* [The problem]
Identify every line below that contains the word "green", and copy each one. Case counts.

** start Records **

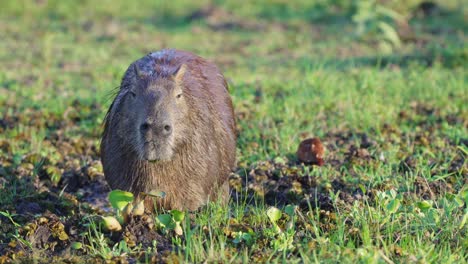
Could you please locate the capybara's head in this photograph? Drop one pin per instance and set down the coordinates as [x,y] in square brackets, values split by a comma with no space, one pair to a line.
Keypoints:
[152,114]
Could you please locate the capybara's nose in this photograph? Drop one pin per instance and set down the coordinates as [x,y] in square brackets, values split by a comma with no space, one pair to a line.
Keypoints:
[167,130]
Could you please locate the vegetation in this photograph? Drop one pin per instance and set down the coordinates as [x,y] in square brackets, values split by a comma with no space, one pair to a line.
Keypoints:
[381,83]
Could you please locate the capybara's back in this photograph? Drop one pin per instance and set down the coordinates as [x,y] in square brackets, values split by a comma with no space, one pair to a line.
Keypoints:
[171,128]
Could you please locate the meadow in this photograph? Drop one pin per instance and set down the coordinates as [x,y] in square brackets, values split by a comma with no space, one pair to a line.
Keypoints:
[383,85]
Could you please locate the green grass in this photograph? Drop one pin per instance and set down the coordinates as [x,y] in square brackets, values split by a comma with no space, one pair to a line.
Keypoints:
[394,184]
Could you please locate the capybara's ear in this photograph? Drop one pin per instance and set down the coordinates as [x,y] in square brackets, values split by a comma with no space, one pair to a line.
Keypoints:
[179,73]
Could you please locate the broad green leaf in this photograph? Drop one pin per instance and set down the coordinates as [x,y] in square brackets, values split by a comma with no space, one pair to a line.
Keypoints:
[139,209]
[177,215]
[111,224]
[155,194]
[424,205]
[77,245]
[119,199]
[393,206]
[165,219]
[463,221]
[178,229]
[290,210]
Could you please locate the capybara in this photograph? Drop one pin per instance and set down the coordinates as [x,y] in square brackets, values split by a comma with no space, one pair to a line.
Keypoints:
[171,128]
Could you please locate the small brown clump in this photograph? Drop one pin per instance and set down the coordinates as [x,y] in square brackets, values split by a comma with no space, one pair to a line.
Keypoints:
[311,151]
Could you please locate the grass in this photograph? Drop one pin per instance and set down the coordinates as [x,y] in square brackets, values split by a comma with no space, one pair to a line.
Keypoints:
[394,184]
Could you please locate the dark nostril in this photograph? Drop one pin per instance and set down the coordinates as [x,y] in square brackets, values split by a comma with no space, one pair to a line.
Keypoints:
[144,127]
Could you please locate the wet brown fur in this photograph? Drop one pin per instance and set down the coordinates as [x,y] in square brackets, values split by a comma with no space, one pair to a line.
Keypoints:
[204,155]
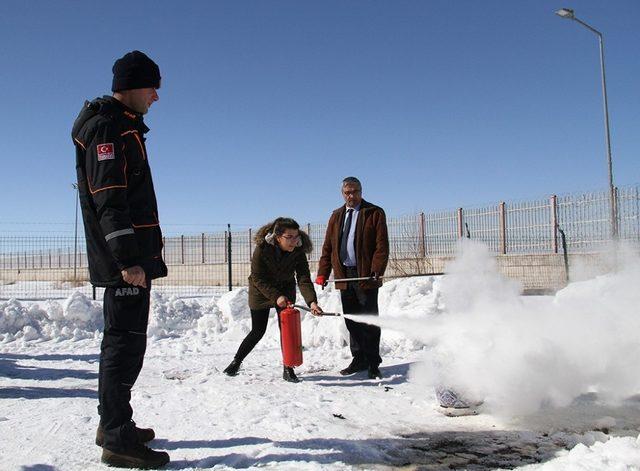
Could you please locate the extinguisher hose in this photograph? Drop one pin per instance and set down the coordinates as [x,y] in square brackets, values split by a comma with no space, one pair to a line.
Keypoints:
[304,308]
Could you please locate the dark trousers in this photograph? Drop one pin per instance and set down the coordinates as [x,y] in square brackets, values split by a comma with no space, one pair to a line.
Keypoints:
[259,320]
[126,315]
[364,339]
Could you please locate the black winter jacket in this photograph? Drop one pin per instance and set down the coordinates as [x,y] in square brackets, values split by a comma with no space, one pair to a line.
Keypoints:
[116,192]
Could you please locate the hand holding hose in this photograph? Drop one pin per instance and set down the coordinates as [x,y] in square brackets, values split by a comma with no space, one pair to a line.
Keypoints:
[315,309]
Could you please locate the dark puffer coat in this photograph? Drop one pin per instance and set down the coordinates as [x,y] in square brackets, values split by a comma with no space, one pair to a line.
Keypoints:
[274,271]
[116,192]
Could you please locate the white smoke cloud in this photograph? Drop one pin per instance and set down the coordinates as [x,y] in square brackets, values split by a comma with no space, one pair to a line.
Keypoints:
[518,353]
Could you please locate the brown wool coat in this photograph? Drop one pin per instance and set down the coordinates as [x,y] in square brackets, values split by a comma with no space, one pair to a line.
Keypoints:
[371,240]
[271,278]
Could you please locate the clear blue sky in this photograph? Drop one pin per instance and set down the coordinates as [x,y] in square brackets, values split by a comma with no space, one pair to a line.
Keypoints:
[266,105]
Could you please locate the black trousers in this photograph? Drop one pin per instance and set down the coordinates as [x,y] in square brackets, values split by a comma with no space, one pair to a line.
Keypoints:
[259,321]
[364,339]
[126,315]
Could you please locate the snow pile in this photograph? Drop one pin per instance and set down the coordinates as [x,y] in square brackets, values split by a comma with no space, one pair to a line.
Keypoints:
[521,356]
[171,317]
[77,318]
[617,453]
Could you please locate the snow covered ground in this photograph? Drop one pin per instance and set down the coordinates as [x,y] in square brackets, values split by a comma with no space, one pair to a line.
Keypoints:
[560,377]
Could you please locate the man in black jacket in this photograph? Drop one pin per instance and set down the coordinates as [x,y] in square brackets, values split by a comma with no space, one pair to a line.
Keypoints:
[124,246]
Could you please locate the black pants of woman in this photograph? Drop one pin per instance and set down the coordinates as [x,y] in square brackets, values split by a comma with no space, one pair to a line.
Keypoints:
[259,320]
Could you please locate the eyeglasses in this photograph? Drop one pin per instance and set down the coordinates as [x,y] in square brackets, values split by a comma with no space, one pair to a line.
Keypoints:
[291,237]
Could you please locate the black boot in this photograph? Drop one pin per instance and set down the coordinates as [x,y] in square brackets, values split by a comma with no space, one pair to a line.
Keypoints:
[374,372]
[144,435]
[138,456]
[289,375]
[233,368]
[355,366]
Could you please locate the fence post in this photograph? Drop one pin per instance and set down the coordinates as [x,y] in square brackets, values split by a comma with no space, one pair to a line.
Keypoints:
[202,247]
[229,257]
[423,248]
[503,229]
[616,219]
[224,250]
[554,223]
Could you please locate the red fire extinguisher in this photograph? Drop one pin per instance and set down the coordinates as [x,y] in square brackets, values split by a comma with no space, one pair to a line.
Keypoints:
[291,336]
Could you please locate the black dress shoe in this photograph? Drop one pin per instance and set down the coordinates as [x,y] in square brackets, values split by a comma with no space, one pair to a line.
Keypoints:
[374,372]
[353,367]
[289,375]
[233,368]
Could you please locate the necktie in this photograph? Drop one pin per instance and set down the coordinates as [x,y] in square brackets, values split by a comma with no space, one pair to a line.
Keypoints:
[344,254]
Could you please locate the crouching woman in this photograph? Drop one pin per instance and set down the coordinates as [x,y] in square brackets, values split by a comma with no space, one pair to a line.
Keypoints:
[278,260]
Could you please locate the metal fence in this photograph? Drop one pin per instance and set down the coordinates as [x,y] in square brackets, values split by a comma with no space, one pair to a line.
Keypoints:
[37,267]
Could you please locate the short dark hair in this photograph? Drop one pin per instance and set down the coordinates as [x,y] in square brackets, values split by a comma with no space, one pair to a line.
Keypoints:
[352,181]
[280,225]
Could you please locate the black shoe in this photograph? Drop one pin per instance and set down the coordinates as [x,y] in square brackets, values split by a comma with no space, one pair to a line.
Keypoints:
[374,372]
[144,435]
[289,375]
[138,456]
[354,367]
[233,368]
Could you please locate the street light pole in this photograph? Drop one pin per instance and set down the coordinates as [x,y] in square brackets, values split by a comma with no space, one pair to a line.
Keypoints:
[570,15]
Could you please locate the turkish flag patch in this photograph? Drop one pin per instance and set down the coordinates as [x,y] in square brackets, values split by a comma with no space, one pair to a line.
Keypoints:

** end Records **
** start Records **

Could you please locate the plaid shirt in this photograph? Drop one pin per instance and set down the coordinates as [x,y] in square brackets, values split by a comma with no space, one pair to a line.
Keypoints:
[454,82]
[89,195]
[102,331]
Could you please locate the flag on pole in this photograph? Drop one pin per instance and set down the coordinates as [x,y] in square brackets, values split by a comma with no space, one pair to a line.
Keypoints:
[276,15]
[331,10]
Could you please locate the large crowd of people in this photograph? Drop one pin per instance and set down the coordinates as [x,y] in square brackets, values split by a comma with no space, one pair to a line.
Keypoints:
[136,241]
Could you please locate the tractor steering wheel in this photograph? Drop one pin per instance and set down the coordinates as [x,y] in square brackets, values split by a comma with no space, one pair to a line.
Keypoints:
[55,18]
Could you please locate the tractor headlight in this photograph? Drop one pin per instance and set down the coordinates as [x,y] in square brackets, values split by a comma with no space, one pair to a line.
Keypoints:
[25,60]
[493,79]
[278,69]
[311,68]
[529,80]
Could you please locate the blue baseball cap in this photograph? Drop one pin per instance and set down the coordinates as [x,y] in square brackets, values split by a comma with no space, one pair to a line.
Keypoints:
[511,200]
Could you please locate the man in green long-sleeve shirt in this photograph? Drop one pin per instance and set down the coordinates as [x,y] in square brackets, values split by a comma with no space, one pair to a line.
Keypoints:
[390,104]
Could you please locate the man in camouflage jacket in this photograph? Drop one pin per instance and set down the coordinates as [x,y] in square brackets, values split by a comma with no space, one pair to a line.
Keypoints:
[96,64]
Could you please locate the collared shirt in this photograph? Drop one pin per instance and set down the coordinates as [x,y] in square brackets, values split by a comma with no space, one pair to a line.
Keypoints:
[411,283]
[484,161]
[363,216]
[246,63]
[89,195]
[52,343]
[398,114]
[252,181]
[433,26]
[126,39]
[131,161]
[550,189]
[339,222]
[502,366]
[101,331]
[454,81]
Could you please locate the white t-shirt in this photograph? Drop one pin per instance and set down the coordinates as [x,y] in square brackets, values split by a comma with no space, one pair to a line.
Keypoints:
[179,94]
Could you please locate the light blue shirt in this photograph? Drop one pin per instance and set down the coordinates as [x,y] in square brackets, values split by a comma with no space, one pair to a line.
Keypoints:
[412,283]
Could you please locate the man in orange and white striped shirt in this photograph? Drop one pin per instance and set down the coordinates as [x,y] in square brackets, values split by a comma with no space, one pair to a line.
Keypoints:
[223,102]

** end Records **

* [Completed task]
Could you please locate the green grass in this photograph? Drop one pin per instance and set down the coordinates as [x,y] in square brackets, values split by a comma with no space, one pair to a line.
Could you please locate the broad green leaf in this photograph? Drop one pin per instance and set down the coordinates as [x,y] in square brackets, values split by a comma with no space, one pair to a line.
Could you please locate the man in green long-sleeve shirt in this photograph? Drop one pin per instance and set down the coordinates as [x,y] in square brackets, values split by a comma with no space, one pair to a line.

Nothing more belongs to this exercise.